▶ [What you need to do]: Reproduce the text of every item below word for word, omitting the pictures.

▶ [Data rows]:
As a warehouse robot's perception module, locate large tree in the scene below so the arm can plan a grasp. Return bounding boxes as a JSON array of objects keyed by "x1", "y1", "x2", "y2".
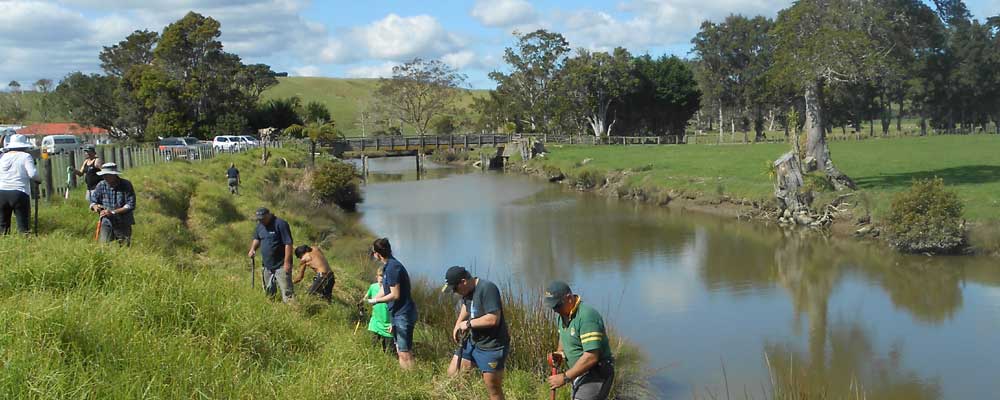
[
  {"x1": 559, "y1": 47, "x2": 638, "y2": 138},
  {"x1": 376, "y1": 58, "x2": 466, "y2": 134},
  {"x1": 774, "y1": 0, "x2": 893, "y2": 189},
  {"x1": 617, "y1": 55, "x2": 702, "y2": 136},
  {"x1": 490, "y1": 29, "x2": 570, "y2": 132},
  {"x1": 55, "y1": 72, "x2": 127, "y2": 137}
]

▶ [Solution below]:
As a warehouse robot's perception module, locate large tree in the scene below so the arm can plan a grasp. Return bounding boxes as a JSON array of objects keyed by "x1", "y1", "x2", "y2".
[
  {"x1": 559, "y1": 47, "x2": 638, "y2": 138},
  {"x1": 376, "y1": 58, "x2": 466, "y2": 134},
  {"x1": 774, "y1": 0, "x2": 893, "y2": 189},
  {"x1": 617, "y1": 55, "x2": 702, "y2": 136},
  {"x1": 490, "y1": 29, "x2": 570, "y2": 132},
  {"x1": 55, "y1": 72, "x2": 127, "y2": 137}
]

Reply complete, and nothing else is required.